**Exercise details:**
From top to bottom, print the listing word for word and skip any pictures it contains.

**Material for the task:**
══════

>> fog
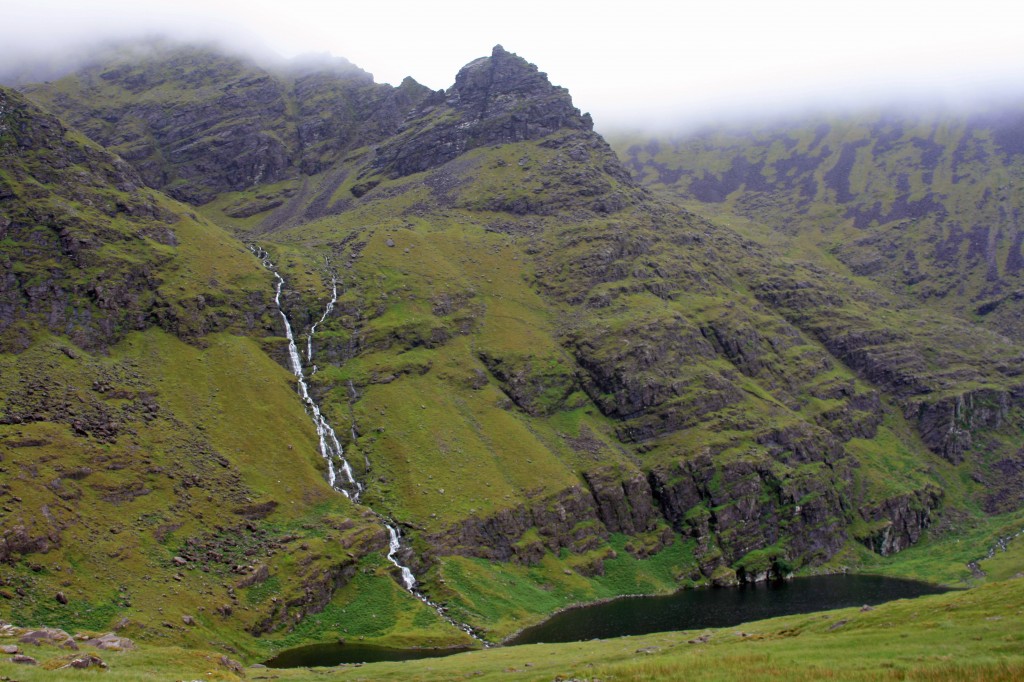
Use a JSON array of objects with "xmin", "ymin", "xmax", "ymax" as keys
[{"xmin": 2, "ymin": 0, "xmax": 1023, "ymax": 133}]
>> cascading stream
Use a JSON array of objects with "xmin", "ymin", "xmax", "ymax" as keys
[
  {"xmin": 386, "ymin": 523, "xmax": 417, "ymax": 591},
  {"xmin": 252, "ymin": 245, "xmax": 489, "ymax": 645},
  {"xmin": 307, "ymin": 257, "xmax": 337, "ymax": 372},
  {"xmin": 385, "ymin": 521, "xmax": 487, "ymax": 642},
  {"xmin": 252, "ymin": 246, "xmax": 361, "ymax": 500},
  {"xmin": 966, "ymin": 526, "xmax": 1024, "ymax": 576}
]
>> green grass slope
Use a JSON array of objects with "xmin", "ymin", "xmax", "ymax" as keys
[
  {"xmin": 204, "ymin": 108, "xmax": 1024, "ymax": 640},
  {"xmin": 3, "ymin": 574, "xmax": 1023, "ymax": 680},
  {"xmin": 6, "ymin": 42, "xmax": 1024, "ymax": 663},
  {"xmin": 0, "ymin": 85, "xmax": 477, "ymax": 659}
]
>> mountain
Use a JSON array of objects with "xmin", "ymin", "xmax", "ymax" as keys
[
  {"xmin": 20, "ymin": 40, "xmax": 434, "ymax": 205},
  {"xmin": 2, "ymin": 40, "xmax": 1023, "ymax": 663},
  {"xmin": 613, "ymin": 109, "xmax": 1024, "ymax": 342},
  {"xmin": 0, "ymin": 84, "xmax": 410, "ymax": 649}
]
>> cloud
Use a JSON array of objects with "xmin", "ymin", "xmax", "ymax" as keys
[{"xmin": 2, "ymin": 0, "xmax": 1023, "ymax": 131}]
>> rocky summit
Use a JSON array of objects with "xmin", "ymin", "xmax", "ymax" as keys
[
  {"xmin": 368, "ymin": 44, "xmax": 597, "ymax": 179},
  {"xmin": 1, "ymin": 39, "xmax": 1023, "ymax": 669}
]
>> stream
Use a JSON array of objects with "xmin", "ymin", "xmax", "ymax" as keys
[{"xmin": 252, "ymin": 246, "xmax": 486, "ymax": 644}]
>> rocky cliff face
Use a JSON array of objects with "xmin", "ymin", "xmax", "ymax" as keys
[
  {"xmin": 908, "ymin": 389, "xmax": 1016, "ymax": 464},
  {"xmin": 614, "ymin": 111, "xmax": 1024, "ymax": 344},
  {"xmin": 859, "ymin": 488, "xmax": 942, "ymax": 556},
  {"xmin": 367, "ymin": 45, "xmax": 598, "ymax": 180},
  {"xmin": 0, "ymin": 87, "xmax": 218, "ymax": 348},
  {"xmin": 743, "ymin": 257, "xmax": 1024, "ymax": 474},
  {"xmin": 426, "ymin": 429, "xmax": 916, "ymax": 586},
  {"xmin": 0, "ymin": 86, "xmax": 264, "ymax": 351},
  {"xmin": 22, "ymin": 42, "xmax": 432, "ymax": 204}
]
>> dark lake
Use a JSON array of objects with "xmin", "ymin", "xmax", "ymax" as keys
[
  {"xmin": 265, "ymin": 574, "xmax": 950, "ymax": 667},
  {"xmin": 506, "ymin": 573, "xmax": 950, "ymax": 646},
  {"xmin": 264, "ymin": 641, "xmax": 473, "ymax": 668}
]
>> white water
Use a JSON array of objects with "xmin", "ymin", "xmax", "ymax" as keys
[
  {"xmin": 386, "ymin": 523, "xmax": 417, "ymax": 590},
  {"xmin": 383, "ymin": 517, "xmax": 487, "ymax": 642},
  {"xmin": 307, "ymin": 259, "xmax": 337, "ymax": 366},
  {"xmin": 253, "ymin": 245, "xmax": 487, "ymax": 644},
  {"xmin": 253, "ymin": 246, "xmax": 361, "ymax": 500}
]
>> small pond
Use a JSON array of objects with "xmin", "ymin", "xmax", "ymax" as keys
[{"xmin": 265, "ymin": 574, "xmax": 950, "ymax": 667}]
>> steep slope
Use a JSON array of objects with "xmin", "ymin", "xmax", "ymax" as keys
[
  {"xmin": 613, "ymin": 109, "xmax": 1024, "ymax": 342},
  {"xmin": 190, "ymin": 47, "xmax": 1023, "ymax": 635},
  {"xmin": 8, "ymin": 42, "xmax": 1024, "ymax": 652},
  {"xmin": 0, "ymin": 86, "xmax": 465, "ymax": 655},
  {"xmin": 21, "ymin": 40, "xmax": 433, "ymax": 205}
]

══════

**Solution to this exercise:**
>> fog
Use a JSON array of objects with "xmin", "ymin", "xmax", "ymax" as keys
[{"xmin": 2, "ymin": 0, "xmax": 1023, "ymax": 133}]
>> cascading stream
Use a JSON array of objects with "xmin", "ymin", "xmax", "ymax" as keys
[
  {"xmin": 386, "ymin": 523, "xmax": 417, "ymax": 591},
  {"xmin": 252, "ymin": 245, "xmax": 489, "ymax": 645},
  {"xmin": 307, "ymin": 257, "xmax": 337, "ymax": 372},
  {"xmin": 385, "ymin": 521, "xmax": 487, "ymax": 642},
  {"xmin": 252, "ymin": 246, "xmax": 361, "ymax": 500},
  {"xmin": 966, "ymin": 526, "xmax": 1024, "ymax": 576}
]
>> green grass slope
Use a JSON array of objects with "xmin", "ymin", "xmax", "ymax" as keys
[
  {"xmin": 204, "ymin": 108, "xmax": 1024, "ymax": 640},
  {"xmin": 3, "ymin": 574, "xmax": 1023, "ymax": 680},
  {"xmin": 6, "ymin": 42, "xmax": 1024, "ymax": 663},
  {"xmin": 0, "ymin": 85, "xmax": 477, "ymax": 659}
]
>> mountain
Use a JSON array of objects with "xmin", "ymin", "xmax", "ymax" as keys
[
  {"xmin": 20, "ymin": 40, "xmax": 434, "ymax": 205},
  {"xmin": 2, "ymin": 40, "xmax": 1023, "ymax": 663},
  {"xmin": 613, "ymin": 109, "xmax": 1024, "ymax": 342},
  {"xmin": 0, "ymin": 84, "xmax": 410, "ymax": 649}
]
>> cloud
Use a JSON array of objects with "xmin", "ymin", "xmax", "ymax" as keys
[{"xmin": 2, "ymin": 0, "xmax": 1023, "ymax": 131}]
>> rocky summit
Use a JSON array of objects with "xmin", "ymin", "xmax", "ymax" as keys
[
  {"xmin": 368, "ymin": 44, "xmax": 597, "ymax": 179},
  {"xmin": 1, "ymin": 39, "xmax": 1023, "ymax": 669}
]
>> stream
Use a JSON array of objects with "xmin", "ymin", "xmax", "ymax" as keys
[{"xmin": 252, "ymin": 246, "xmax": 486, "ymax": 644}]
>> rocky cliff face
Use a JSON array of objects with "xmin", "ymin", "xmax", "ymax" as keys
[
  {"xmin": 908, "ymin": 389, "xmax": 1016, "ymax": 464},
  {"xmin": 614, "ymin": 111, "xmax": 1024, "ymax": 344},
  {"xmin": 859, "ymin": 488, "xmax": 942, "ymax": 556},
  {"xmin": 367, "ymin": 45, "xmax": 598, "ymax": 180},
  {"xmin": 0, "ymin": 87, "xmax": 218, "ymax": 348},
  {"xmin": 743, "ymin": 257, "xmax": 1024, "ymax": 474},
  {"xmin": 426, "ymin": 429, "xmax": 916, "ymax": 586},
  {"xmin": 0, "ymin": 86, "xmax": 264, "ymax": 351},
  {"xmin": 22, "ymin": 42, "xmax": 432, "ymax": 204}
]
>> dark lake
Use a JSON array of objects with "xmin", "ymin", "xmax", "ymax" as keys
[
  {"xmin": 265, "ymin": 574, "xmax": 950, "ymax": 667},
  {"xmin": 506, "ymin": 573, "xmax": 950, "ymax": 646},
  {"xmin": 264, "ymin": 641, "xmax": 473, "ymax": 668}
]
>> white water
Use a JSON array of objects with "xmin", "ymin", "xmax", "ymax" as keys
[
  {"xmin": 386, "ymin": 523, "xmax": 417, "ymax": 590},
  {"xmin": 383, "ymin": 517, "xmax": 487, "ymax": 642},
  {"xmin": 307, "ymin": 259, "xmax": 337, "ymax": 366},
  {"xmin": 253, "ymin": 245, "xmax": 487, "ymax": 644},
  {"xmin": 253, "ymin": 246, "xmax": 361, "ymax": 500}
]
>> small pond
Use a JSON array of objects with "xmin", "ymin", "xmax", "ymax" as keys
[{"xmin": 265, "ymin": 574, "xmax": 950, "ymax": 667}]
>> steep slope
Use a JSON array of objects with "xmin", "ymin", "xmax", "ymax" as keys
[
  {"xmin": 613, "ymin": 109, "xmax": 1024, "ymax": 342},
  {"xmin": 190, "ymin": 47, "xmax": 1023, "ymax": 635},
  {"xmin": 8, "ymin": 42, "xmax": 1024, "ymax": 652},
  {"xmin": 0, "ymin": 86, "xmax": 465, "ymax": 655},
  {"xmin": 21, "ymin": 40, "xmax": 433, "ymax": 205}
]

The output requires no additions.